• TASK REQUIREMENTS
Show every line of the items below that contains the string "points", copying each such line in full. Matching is case-sensitive.

[A block of data]
════════════════════

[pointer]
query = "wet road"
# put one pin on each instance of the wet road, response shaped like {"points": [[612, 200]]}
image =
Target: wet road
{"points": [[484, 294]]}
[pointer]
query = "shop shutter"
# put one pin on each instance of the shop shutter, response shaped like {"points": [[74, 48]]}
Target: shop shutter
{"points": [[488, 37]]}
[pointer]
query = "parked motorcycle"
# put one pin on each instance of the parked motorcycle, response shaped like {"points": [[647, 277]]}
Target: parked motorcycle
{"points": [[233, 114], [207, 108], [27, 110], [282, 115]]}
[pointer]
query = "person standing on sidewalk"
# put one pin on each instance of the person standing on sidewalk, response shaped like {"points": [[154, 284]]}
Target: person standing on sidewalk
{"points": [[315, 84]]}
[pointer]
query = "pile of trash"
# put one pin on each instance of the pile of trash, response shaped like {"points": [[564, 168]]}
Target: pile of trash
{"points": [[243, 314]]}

════════════════════

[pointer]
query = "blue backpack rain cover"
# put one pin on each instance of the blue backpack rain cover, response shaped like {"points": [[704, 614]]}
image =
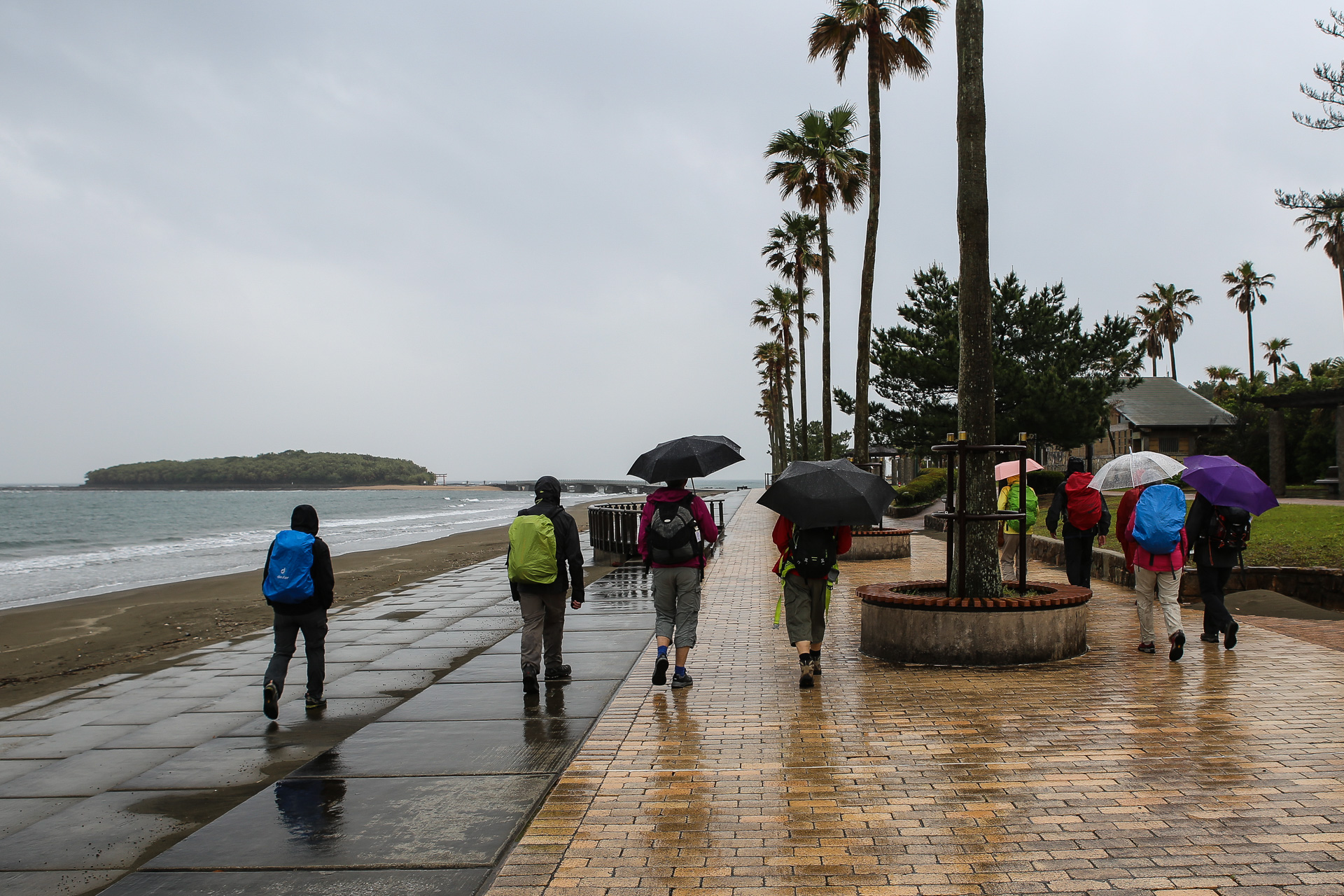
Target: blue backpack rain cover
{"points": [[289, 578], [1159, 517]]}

════════════════════

• RESULT OF THIS EXERCISE
# put one pin on each instance of the wet road, response shaped like {"points": [[612, 200]]}
{"points": [[484, 294]]}
# put one pin on each instance of the shop shutter, response shaped like {"points": [[74, 48]]}
{"points": [[488, 37]]}
# put one pin on each instance of the parked motorcycle, response shaped like {"points": [[647, 277]]}
{"points": [[233, 114], [207, 108], [27, 110], [282, 115]]}
# put one pin on each instance of the person standing on sidewalk, response shaped like {"points": [[154, 284]]}
{"points": [[315, 84]]}
# put one pin on each instance of the pile of trash, response shaped like {"points": [[564, 168]]}
{"points": [[243, 314]]}
# put one pin on each instance of the blue backpack rain cover, response shaped like {"points": [[704, 614]]}
{"points": [[289, 578], [1159, 517]]}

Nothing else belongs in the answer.